- What you have to do
Write the next part of the passage below on NBFC lending risks, picking up after its last sentence; the entries that follow it are separate.
====== Quoted text
Focusing particularly on the high exposure of NBFCs to the power sector, which has persistent structural issues, the report underscores the financial instability risks associated with concentrated lending. Any distress in power and infrastructure ventures might ripple across banks, bond markets, and mutual funds.

Additionally, the co-lending model, facilitating banks' partnerships with NBFCs to lend to priority sectors, fortifies the financial networks' interconnectedness, heightening systemic risk. The IMF recommends enhanced scrutiny of NBFCs' lending tendencies and the fortification of risk management frameworks to avert financial upheavals.

The report contrasts NBFCs with banks, citing crucial distinctions: unlike banks, NBFCs are barred from accepting demand deposits, their deposits lack insurance, and they do not access liquidity facilities or payment systems of the Reserve Bank of India (RBI). The IMF suggests bolstering liquidity regulations, particularly for NBFCs with significant infrastructure stakes.
============
====== Extracted entries
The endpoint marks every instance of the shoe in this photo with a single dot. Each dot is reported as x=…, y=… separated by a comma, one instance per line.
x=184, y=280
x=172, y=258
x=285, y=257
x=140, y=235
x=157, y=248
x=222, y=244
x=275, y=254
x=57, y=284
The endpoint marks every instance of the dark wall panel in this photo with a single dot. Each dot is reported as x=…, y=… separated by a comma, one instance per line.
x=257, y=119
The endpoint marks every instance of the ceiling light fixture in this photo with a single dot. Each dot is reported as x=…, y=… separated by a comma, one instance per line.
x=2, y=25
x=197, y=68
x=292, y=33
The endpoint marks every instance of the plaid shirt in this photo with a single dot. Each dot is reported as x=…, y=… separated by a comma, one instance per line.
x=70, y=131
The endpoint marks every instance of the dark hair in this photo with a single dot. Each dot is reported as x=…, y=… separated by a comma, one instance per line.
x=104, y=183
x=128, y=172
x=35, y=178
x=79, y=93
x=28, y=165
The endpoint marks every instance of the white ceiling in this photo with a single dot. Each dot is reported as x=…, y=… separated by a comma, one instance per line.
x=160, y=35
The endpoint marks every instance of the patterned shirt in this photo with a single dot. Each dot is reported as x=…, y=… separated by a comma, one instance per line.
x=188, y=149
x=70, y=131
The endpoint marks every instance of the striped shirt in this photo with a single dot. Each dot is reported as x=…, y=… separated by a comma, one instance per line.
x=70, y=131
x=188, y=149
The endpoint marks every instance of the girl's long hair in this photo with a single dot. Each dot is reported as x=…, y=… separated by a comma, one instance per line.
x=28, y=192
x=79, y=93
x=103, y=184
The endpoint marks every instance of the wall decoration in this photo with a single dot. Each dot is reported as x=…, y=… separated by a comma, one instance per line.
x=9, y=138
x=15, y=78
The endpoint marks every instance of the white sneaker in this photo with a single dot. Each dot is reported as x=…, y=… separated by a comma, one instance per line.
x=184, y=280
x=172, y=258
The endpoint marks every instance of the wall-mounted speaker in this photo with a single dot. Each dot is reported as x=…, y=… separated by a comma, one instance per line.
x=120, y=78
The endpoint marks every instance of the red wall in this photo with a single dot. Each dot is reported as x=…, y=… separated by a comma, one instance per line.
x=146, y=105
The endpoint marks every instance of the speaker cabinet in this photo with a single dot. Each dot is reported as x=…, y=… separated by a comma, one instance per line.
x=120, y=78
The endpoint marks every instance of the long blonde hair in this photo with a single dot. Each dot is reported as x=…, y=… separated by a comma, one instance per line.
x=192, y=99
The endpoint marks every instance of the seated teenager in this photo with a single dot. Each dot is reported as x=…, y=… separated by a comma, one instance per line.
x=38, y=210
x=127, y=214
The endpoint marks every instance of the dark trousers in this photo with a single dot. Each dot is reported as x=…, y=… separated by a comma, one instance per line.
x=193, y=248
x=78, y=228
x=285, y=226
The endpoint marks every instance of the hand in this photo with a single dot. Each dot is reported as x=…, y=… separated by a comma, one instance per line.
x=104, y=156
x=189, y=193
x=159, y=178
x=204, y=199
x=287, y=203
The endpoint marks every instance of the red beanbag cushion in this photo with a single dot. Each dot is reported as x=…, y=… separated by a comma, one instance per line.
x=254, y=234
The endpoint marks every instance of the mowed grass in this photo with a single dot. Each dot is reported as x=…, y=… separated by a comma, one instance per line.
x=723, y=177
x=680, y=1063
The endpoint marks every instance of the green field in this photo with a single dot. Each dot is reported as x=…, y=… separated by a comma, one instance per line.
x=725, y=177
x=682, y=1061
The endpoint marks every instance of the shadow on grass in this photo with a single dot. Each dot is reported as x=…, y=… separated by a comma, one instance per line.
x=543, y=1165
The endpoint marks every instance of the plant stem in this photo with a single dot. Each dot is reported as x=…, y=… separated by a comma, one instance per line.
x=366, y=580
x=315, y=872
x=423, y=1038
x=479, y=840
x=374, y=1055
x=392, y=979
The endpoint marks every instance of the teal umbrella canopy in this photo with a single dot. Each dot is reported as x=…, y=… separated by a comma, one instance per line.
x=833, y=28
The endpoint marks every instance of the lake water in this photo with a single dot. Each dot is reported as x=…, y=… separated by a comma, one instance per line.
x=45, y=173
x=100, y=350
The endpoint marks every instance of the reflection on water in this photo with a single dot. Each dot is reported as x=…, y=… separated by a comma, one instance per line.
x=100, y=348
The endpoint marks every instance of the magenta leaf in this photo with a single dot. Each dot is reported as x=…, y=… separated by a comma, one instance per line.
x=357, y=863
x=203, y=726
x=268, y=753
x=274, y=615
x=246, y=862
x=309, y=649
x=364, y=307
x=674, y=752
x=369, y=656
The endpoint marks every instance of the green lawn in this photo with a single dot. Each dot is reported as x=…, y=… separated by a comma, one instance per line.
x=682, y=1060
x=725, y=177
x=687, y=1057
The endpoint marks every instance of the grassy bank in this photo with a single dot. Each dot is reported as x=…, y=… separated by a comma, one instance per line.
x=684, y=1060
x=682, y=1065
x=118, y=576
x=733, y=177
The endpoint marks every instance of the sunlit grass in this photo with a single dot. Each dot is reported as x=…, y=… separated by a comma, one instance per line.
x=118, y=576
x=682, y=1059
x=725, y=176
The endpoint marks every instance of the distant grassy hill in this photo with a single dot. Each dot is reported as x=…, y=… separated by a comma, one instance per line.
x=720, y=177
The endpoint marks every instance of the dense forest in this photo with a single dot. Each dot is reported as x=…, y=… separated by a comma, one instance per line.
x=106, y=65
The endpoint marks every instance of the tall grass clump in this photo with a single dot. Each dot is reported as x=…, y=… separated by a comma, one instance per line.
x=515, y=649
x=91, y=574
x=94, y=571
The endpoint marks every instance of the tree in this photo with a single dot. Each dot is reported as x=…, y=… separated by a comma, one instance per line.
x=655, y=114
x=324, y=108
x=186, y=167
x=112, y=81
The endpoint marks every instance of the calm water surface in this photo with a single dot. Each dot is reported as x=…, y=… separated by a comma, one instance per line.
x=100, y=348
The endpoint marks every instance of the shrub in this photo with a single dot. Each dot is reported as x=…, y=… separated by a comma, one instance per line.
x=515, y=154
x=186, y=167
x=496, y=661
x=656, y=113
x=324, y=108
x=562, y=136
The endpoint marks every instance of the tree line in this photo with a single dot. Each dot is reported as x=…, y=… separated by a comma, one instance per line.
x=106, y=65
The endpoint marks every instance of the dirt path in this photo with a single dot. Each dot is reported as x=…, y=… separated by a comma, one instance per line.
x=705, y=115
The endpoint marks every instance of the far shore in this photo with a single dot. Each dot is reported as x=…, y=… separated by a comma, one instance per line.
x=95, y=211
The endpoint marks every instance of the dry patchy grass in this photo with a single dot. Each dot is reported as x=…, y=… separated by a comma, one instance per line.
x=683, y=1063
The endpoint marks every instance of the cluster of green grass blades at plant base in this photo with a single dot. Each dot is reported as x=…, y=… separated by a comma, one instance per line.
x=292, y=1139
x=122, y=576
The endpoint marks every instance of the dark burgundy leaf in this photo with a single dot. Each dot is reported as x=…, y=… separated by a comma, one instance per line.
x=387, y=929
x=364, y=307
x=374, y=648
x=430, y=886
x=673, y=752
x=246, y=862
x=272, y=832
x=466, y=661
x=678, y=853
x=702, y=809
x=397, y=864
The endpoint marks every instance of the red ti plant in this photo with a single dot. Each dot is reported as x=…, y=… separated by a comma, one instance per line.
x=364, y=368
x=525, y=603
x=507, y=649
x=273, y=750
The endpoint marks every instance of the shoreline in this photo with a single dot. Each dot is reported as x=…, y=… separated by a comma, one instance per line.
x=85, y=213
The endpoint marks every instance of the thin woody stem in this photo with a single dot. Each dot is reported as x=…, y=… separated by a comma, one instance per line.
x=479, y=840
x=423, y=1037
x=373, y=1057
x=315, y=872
============
- Right answer
India's corporate bond market's underdevelopment forces NBFCs to rely heavily on domestic banking institutions and mutual funds for financing. This interconnectedness has historically led to liquidity crises, often tied to significant withdrawals in the mutual fund industry during corporate bond market disruptions. Nevertheless, India has substantially advanced in financial inclusion, with around 80% adult financial account ownership, aided by robust banking networks and digital public infrastructure growth, such as the Unified Payments Interface (UPI).

Furthermore, the burgeoning of retail investors in equities has positioned India among the largest global markets for equity options trading. With total assets reaching nearly 190% of GDP, India's financial system is diverse and advanced. Banks account for approximately 60% of the financial system's assets, yet NBFCs have significantly expanded their market share.

Non-banking institutions, including insurers, pension funds, and investment funds, now contribute nearly half of private sector credit. The IMF notes the dominance of state-owned NBFCs in the sector, as the top three government-owned infrastructure financing companies (IFCs) control a third of the total NBFC assets. Unlike their private counterparts, state-owned entities are currently exempt from large exposure limits, presenting regulatory challenges.

Aligning regulations for both state-owned and private NBFCs to mitigate risks is strongly recommended by the report. (ANI)

(With inputs from agencies.)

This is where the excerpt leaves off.